## PROBLEM REQUIREMENTS:
Please reproduce the items word for word, from the start of the items through the line containing "M187 174L204 181L222", leaving the pictures out of your answer.

## RECORDED INFORMATION:
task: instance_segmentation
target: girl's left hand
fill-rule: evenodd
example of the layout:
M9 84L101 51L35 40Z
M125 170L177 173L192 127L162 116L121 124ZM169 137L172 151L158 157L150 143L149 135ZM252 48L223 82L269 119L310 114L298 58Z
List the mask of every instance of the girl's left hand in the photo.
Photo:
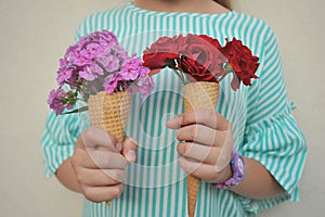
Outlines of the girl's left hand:
M187 174L204 181L222 183L232 176L234 145L231 123L213 110L178 115L167 123L178 129L179 163Z

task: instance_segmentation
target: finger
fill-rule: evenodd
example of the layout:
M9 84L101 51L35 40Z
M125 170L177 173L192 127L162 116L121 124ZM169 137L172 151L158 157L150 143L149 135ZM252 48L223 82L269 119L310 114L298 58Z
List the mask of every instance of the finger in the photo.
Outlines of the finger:
M180 155L185 156L186 158L210 165L216 165L220 155L220 148L207 146L198 143L180 143L177 150Z
M89 157L84 167L87 168L100 168L100 169L125 169L128 165L126 158L116 152L94 150L89 153Z
M166 126L170 129L179 129L183 123L183 115L178 115L174 118L166 123Z
M231 126L227 119L214 110L198 110L185 112L167 123L167 127L178 129L181 126L200 124L212 129L227 130Z
M138 143L133 138L128 137L125 139L122 154L130 163L136 161L136 146Z
M88 169L79 168L77 180L79 184L89 187L107 187L125 182L126 171L121 169Z
M81 135L86 149L96 149L104 146L113 152L120 152L121 143L112 133L99 127L89 127Z
M109 187L87 187L83 188L83 194L89 201L100 203L104 201L112 201L118 197L125 190L125 184L119 183Z
M186 174L191 174L205 181L220 182L220 179L222 178L222 171L216 171L213 165L192 162L185 157L180 157L179 164Z
M227 137L232 137L230 131L219 131L204 125L184 126L178 130L177 135L177 139L180 141L195 141L210 146L224 145Z

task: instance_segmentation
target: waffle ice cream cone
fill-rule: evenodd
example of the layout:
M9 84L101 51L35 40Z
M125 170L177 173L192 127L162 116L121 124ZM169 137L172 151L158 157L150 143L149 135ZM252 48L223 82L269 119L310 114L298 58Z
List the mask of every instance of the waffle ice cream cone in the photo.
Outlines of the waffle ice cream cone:
M217 82L207 81L190 82L183 87L183 94L185 112L216 108L219 85ZM199 179L192 175L187 175L186 186L188 217L194 217Z
M125 126L130 112L131 94L129 92L106 93L101 91L90 95L88 111L92 126L109 131L120 142L125 138ZM99 148L105 150L105 148ZM109 201L106 201L109 205Z

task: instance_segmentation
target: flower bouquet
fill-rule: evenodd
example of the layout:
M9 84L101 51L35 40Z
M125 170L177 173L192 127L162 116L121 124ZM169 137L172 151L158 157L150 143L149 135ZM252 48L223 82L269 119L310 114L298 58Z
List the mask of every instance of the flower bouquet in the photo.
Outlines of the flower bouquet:
M48 103L56 115L89 110L93 126L122 142L131 93L146 97L154 88L148 74L150 68L135 54L129 56L113 33L94 31L70 46L60 60L58 88L50 92ZM65 111L79 100L88 105Z
M143 65L151 68L150 75L169 67L183 84L185 112L216 108L219 82L233 74L231 87L237 90L243 82L250 86L259 66L259 58L233 38L221 47L218 39L206 35L161 37L143 52ZM199 179L191 174L186 177L187 212L195 214Z

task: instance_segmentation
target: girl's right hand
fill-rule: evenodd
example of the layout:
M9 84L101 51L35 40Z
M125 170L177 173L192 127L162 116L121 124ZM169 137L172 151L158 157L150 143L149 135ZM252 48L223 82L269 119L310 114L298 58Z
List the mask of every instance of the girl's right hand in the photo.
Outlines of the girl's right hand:
M103 202L118 197L125 189L125 169L128 162L135 162L135 152L134 140L126 138L121 144L109 132L89 127L77 140L70 161L86 199Z

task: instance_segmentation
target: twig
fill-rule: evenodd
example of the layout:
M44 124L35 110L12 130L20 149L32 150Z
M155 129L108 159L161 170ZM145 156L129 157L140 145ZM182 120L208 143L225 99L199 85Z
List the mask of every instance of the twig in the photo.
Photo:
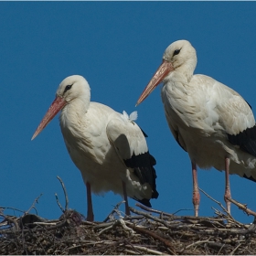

## EXPECTED ANSWER:
task: instance_segmentation
target: girl's left hand
fill-rule: evenodd
example of the layout:
M9 84L101 51L35 40Z
M125 170L177 173L192 127L162 116L121 124ZM169 137L172 151L158 157L150 143L149 135ZM252 48L223 82L269 119L310 114L298 58Z
List the mask of every instance of the girl's left hand in the photo.
Photo:
Outlines of the girl's left hand:
M187 174L204 181L222 183L232 176L234 145L231 123L213 110L178 115L167 123L178 129L179 163Z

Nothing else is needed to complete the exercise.